**文書の抜粋:**
最近、この未解決問題に客観的な結論が出されました。
この研究は日本で施行された大変素晴らしい研究です。

Oral anticoagulation after atrial fibrillation catheter ablation: benefits and risks.
Eur Heart J. 2024;45:522.


【方法】
2014年~2021年に心房細動に対するカテーテル治療が行われた患者のデータをレセプト情報・特定健診等情報データベース(NDB)から抽出し、後ろ向きに解析されまた。

カテーテル治療後、心房細動の再発がない患者23万1,374例を対象として、カテーテル治療後6ヵ月時点の抗凝固薬の継続の有無で2群に分類されました。

さらにCHADS2スコアで3群(1点以下、2点、3点以上)に分類し、抗凝固薬の継続の有無と血栓塞栓症、大出血の発生の関連が検討されました。

【結果】
CHADS2スコア別に血栓塞栓症リスクを検討した結果、CHADS2スコア3点以上の患者では抗凝固薬の継続により有意に血栓塞栓症リスクが低下しましたが、CHADS2スコア1点以下、2点の患者では低下しませんでした。

保存データの項目
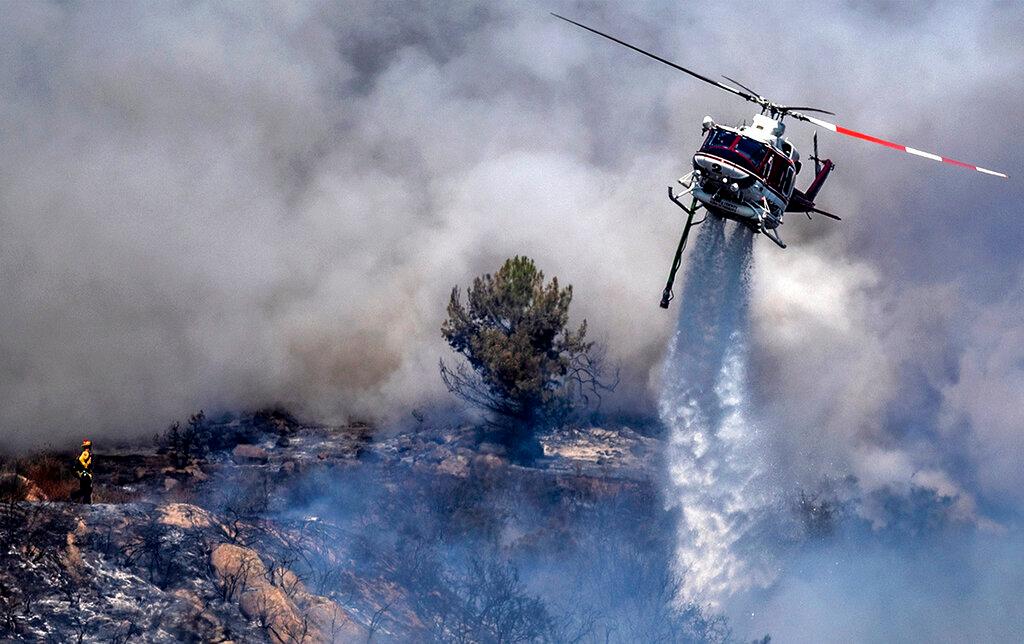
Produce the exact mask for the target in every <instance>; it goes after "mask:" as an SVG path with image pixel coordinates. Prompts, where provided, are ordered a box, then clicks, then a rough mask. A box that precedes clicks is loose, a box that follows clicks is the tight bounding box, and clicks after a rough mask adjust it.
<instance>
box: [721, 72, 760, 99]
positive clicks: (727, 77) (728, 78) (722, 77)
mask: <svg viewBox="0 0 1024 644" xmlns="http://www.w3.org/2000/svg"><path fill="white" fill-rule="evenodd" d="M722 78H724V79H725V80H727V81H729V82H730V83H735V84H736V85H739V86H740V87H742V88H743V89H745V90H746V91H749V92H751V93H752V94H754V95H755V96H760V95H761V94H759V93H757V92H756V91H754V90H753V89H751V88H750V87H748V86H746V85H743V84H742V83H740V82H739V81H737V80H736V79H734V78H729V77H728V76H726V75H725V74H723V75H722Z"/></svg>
--
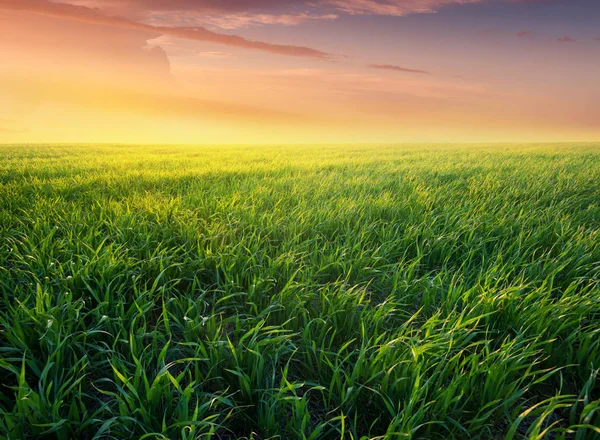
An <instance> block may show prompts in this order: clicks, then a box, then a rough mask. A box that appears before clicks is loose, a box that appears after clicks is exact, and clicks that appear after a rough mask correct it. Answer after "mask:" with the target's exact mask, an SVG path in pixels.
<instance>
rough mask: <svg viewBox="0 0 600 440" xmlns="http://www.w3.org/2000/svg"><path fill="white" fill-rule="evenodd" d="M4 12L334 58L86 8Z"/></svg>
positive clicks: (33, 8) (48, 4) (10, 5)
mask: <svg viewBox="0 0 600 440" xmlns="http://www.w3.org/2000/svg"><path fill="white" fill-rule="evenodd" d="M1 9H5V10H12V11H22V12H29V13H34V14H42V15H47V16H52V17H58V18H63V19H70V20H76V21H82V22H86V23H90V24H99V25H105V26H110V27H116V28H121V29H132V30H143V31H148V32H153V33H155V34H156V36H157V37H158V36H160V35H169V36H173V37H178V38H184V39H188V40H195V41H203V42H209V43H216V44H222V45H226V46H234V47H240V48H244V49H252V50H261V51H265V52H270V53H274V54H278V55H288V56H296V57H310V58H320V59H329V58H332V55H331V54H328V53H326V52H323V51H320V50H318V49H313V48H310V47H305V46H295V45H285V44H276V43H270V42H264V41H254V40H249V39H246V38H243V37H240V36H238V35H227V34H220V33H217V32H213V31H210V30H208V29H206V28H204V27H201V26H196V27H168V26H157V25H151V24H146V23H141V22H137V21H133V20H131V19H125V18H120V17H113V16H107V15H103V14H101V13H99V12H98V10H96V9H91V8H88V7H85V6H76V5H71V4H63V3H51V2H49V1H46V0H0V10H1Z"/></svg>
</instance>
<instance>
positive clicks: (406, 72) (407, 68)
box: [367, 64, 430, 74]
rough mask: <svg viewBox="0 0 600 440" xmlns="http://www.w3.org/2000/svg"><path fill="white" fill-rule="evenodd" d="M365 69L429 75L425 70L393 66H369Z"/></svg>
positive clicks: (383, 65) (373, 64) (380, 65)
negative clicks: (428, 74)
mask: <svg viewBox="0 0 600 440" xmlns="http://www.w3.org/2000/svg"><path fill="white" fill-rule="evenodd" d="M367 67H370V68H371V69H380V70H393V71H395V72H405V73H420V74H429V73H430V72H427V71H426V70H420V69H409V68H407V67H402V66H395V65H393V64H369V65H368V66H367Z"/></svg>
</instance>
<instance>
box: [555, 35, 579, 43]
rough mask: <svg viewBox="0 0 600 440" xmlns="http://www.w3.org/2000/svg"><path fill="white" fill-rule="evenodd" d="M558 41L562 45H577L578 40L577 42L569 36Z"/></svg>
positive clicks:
==
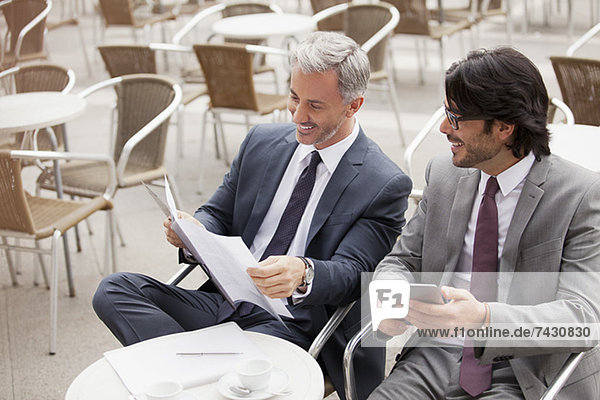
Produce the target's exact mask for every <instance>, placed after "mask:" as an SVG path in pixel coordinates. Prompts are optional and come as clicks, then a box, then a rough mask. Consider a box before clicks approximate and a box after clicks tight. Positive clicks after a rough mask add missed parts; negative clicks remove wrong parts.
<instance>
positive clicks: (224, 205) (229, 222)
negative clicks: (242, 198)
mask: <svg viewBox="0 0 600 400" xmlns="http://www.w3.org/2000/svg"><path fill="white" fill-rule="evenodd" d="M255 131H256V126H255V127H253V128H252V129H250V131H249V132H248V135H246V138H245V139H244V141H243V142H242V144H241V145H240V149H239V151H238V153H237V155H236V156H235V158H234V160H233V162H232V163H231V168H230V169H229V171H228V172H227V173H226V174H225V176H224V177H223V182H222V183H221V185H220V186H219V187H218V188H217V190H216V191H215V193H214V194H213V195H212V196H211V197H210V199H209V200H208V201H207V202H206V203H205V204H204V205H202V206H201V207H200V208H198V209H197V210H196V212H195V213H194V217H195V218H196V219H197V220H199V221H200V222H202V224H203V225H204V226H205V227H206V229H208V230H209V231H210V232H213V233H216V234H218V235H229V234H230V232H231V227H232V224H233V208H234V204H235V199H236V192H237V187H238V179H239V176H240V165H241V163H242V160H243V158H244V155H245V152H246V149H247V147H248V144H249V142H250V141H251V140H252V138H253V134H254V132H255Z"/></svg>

**指示:**
A - 文書の抜粋のうち、「最近、この未解決問題に客観的な結論が出されました。」から「Heart J. 2024;45:522.」までを両端も含めて書き写せ。
B - 文書の抜粋によると、対象となった患者は何例か。
保存データの行は使わなくてよい。

**解答:**
A -
最近、この未解決問題に客観的な結論が出されました。
この研究は日本で施行された大変素晴らしい研究です。

Oral anticoagulation after atrial fibrillation catheter ablation: benefits and risks.
Eur Heart J. 2024;45:522.

B - カテーテル治療後に心房細動の再発がない患者23万1,374例。